**Segmentation mask data**
++++

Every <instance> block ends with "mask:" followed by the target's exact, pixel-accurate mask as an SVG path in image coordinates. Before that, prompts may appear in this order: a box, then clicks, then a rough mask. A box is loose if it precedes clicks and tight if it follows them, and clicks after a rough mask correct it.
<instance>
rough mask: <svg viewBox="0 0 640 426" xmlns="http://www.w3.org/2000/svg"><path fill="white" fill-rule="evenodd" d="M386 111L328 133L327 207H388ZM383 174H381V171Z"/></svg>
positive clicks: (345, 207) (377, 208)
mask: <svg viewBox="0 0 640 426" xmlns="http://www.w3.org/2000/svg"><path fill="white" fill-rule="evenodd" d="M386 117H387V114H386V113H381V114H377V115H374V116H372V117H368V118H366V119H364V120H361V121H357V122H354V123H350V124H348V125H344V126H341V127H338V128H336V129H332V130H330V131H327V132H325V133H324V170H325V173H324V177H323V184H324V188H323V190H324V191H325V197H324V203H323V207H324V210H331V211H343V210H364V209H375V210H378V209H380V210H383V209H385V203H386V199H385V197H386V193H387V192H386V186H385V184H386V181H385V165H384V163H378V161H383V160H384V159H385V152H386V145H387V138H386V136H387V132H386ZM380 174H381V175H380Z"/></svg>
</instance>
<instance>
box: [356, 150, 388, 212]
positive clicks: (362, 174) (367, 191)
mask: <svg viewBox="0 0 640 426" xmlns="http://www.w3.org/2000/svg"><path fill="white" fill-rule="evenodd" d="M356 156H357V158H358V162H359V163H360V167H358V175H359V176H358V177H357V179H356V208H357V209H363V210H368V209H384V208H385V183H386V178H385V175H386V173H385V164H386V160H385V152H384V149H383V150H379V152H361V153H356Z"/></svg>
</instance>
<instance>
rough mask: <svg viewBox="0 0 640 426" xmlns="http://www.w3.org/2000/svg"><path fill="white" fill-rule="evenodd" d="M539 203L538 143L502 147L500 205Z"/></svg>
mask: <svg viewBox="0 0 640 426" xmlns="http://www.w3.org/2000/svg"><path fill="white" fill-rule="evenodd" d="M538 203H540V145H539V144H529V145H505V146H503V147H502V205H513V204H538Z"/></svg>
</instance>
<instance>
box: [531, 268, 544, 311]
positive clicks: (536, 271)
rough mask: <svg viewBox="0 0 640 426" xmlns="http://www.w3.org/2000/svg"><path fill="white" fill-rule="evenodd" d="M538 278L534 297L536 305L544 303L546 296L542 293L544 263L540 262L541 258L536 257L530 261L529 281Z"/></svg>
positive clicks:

++++

**Exercise description**
Copy every entry above line for line, without changing a single character.

**Result**
Every <instance> block ends with "mask:" followed by the target's exact, pixel-accurate mask as an SVG path in image coordinates. Before that, prompts may appear in this order: a box, then clicks, then a rough mask. A box is loose if it precedes clicks and tight if it follows them, and clicks after a rough mask correct it.
<instance>
rough mask: <svg viewBox="0 0 640 426" xmlns="http://www.w3.org/2000/svg"><path fill="white" fill-rule="evenodd" d="M386 111L328 133L327 207H388ZM383 174H381V171Z"/></svg>
positive clicks: (345, 207) (377, 208)
mask: <svg viewBox="0 0 640 426" xmlns="http://www.w3.org/2000/svg"><path fill="white" fill-rule="evenodd" d="M386 117H387V114H386V113H381V114H377V115H374V116H372V117H368V118H366V119H364V120H361V121H357V122H354V123H350V124H348V125H344V126H341V127H338V128H336V129H332V130H330V131H327V132H325V133H324V170H325V173H324V177H323V184H324V188H323V190H324V191H325V197H324V203H323V207H324V210H331V211H343V210H364V209H375V210H378V209H380V210H383V209H385V203H386V199H385V197H386V193H387V192H386V186H385V184H386V181H385V165H384V163H378V161H383V160H384V159H385V152H386V145H387V138H386V136H387V132H386ZM380 174H381V175H380Z"/></svg>
</instance>
<instance>
box: [356, 150, 388, 212]
positive clicks: (362, 174) (367, 191)
mask: <svg viewBox="0 0 640 426" xmlns="http://www.w3.org/2000/svg"><path fill="white" fill-rule="evenodd" d="M356 156H357V158H358V162H359V163H360V167H358V175H359V176H358V177H357V179H356V208H357V209H363V210H368V209H384V208H385V183H386V178H385V175H386V173H385V164H386V160H385V152H384V149H383V150H379V152H361V153H356Z"/></svg>
</instance>
<instance>
rough mask: <svg viewBox="0 0 640 426" xmlns="http://www.w3.org/2000/svg"><path fill="white" fill-rule="evenodd" d="M539 203L538 143L502 147L500 205Z"/></svg>
mask: <svg viewBox="0 0 640 426" xmlns="http://www.w3.org/2000/svg"><path fill="white" fill-rule="evenodd" d="M538 203H540V145H539V144H529V145H505V146H503V147H502V205H513V204H538Z"/></svg>
</instance>
<instance>
box: [531, 268, 544, 311]
positive clicks: (536, 271)
rough mask: <svg viewBox="0 0 640 426" xmlns="http://www.w3.org/2000/svg"><path fill="white" fill-rule="evenodd" d="M538 278L534 297L536 305L544 303L546 296L542 293L544 263L540 262L541 258L536 257L530 261L529 281Z"/></svg>
positive clicks:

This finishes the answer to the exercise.